───── Page text

Good morning. Thank you so much for having me, distinguished guests and parliamentarians.
UNICEF, as you know, is the United Nations children's agency, and we're very proud to be the lead delivery partner for COVAX. That's everything from procuring vaccines to delivering the last mile and making sure that vaccines get into arms.
Lots of what I'll say may underscore what you've heard from Dr. Berkley: that the journey of the last two years has taken us from a position of insufficient supplies of vaccines to achieve coverage at the rates needed to protect populations around the world to today's problem of having sufficient supplies but being unable to always turn those vaccines into vaccinations and protect the most vulnerable populations around the world.
The pandemic is far from over, as we know. A new variant continues to emerge every four months or so, and the threat is not over, either to those vulnerable populations or to any country. Even with high vaccine coverage, it remains in our enlightened self-interest to continue to press for global co-operation and ensure that all vulnerable populations around the world receive the protection they need from severe illness and death and to reduce the ongoing disruptions to other essential services.
One of UNICEF's chief concerns is to make sure that the ongoing response to the pandemic doesn't come at the cost of other essential services, including routine childhood immunization, access to education, access to primary health care and all of those essential functions that protect children's lives now and their opportunities in the future.
As part of the vaccine global rollout, we've seen ongoing challenges to achieving a supply chain, and throughout 2021, as we know, the biggest challenge was making sure that low- and middle-income countries could access vaccines. That inequality, the stark inequality in access to supplies, has to some extent been addressed, with thanks to the global leadership of high-income countries, including Canada, generously funding COVAX and the ACT-Accelerator and donating doses when vaccine supplies were not available.
As you've heard from Dr. Berkley and others, today's challenge is primarily one of deploying those vaccines and making sure they reach the people who need them most. In order to do that, we need far more attention and investment on the delivery challenges. It's no good just delivering vaccines, the products themselves; they need to get from the tarmac and into arms. In order to do that, we need sustained efforts to invest in health system capacities in the lowest-income countries in the world.
We know that most of the countries with the lowest levels of coverage face many competing demands. I hope we will take a moment to put ourselves in the shoes of health ministers in low- and middle-income countries, who face conflict and security challenges, competing health emergencies, constrained budgets, insufficient health care workforce capacity and many other competing challenges to find practical ways to help provide the technical assistance, the operational assistance and the funding needed to overcome those hurdles. If we don't do that, we will not achieve the coverage needed to protect those countries and all of us around the world.

──────────
───── Provided information

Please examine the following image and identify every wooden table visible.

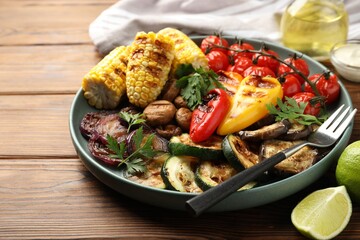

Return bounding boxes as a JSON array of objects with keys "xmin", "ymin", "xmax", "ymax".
[{"xmin": 0, "ymin": 0, "xmax": 360, "ymax": 239}]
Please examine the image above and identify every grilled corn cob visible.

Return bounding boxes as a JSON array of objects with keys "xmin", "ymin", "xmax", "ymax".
[
  {"xmin": 126, "ymin": 32, "xmax": 174, "ymax": 108},
  {"xmin": 82, "ymin": 46, "xmax": 129, "ymax": 109},
  {"xmin": 158, "ymin": 28, "xmax": 208, "ymax": 74}
]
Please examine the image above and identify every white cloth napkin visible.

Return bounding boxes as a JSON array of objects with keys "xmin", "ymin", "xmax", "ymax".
[{"xmin": 89, "ymin": 0, "xmax": 360, "ymax": 54}]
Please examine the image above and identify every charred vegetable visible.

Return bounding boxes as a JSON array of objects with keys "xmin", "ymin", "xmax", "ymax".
[
  {"xmin": 161, "ymin": 156, "xmax": 202, "ymax": 192},
  {"xmin": 169, "ymin": 133, "xmax": 223, "ymax": 160},
  {"xmin": 195, "ymin": 160, "xmax": 237, "ymax": 191},
  {"xmin": 222, "ymin": 134, "xmax": 259, "ymax": 171},
  {"xmin": 239, "ymin": 120, "xmax": 291, "ymax": 141},
  {"xmin": 217, "ymin": 75, "xmax": 283, "ymax": 135},
  {"xmin": 278, "ymin": 122, "xmax": 312, "ymax": 141},
  {"xmin": 190, "ymin": 88, "xmax": 230, "ymax": 143},
  {"xmin": 260, "ymin": 139, "xmax": 317, "ymax": 174},
  {"xmin": 125, "ymin": 153, "xmax": 170, "ymax": 189}
]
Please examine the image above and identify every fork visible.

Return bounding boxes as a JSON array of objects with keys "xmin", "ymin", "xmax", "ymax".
[{"xmin": 185, "ymin": 105, "xmax": 357, "ymax": 216}]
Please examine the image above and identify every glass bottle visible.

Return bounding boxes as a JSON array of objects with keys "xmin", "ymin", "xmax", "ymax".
[{"xmin": 281, "ymin": 0, "xmax": 349, "ymax": 61}]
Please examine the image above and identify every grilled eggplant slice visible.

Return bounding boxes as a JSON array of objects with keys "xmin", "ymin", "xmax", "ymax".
[
  {"xmin": 195, "ymin": 160, "xmax": 257, "ymax": 191},
  {"xmin": 169, "ymin": 133, "xmax": 224, "ymax": 160},
  {"xmin": 260, "ymin": 139, "xmax": 318, "ymax": 175},
  {"xmin": 239, "ymin": 120, "xmax": 291, "ymax": 141},
  {"xmin": 278, "ymin": 123, "xmax": 312, "ymax": 141}
]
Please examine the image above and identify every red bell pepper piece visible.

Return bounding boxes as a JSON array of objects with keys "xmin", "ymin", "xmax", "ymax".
[{"xmin": 190, "ymin": 88, "xmax": 230, "ymax": 142}]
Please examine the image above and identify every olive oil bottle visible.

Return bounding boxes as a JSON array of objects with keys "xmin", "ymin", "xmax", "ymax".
[{"xmin": 281, "ymin": 0, "xmax": 349, "ymax": 61}]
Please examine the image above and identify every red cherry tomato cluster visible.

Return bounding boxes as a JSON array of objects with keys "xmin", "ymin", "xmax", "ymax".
[{"xmin": 200, "ymin": 35, "xmax": 340, "ymax": 116}]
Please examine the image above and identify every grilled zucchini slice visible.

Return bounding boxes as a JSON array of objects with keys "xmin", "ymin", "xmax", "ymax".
[
  {"xmin": 169, "ymin": 133, "xmax": 224, "ymax": 160},
  {"xmin": 161, "ymin": 156, "xmax": 202, "ymax": 192}
]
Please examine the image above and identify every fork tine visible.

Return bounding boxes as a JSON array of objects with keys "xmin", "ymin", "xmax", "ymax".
[
  {"xmin": 334, "ymin": 108, "xmax": 357, "ymax": 138},
  {"xmin": 328, "ymin": 107, "xmax": 350, "ymax": 132},
  {"xmin": 319, "ymin": 104, "xmax": 345, "ymax": 129}
]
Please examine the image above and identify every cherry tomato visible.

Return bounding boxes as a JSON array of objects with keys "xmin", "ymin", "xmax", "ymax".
[
  {"xmin": 253, "ymin": 49, "xmax": 280, "ymax": 73},
  {"xmin": 244, "ymin": 66, "xmax": 275, "ymax": 77},
  {"xmin": 304, "ymin": 72, "xmax": 340, "ymax": 104},
  {"xmin": 227, "ymin": 57, "xmax": 253, "ymax": 76},
  {"xmin": 206, "ymin": 51, "xmax": 229, "ymax": 72},
  {"xmin": 277, "ymin": 55, "xmax": 310, "ymax": 84},
  {"xmin": 200, "ymin": 35, "xmax": 229, "ymax": 54},
  {"xmin": 292, "ymin": 92, "xmax": 321, "ymax": 116},
  {"xmin": 280, "ymin": 74, "xmax": 301, "ymax": 97},
  {"xmin": 227, "ymin": 42, "xmax": 255, "ymax": 60}
]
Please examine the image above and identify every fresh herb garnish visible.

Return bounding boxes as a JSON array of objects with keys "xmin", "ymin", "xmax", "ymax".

──────────

-- Instructions --
(a) Reproduce the part of the UNICEF statement starting with "Lots of what" and going on through "populations around the world.".
(b) Answer these questions from the UNICEF statement:
(i) What role does UNICEF hold for COVAX?
(ii) About how often does a new variant emerge?
(iii) Which high-income country is named as funding COVAX and the ACT-Accelerator?

-- List of answers --
(a)
Lots of what I'll say may underscore what you've heard from Dr. Berkley: that the journey of the last two years has taken us from a position of insufficient supplies of vaccines to achieve coverage at the rates needed to protect populations around the world to today's problem of having sufficient supplies but being unable to always turn those vaccines into vaccinations and protect the most vulnerable populations around the world.

(b)
(i) Lead delivery partner.
(ii) Every four months or so.
(iii) Canada.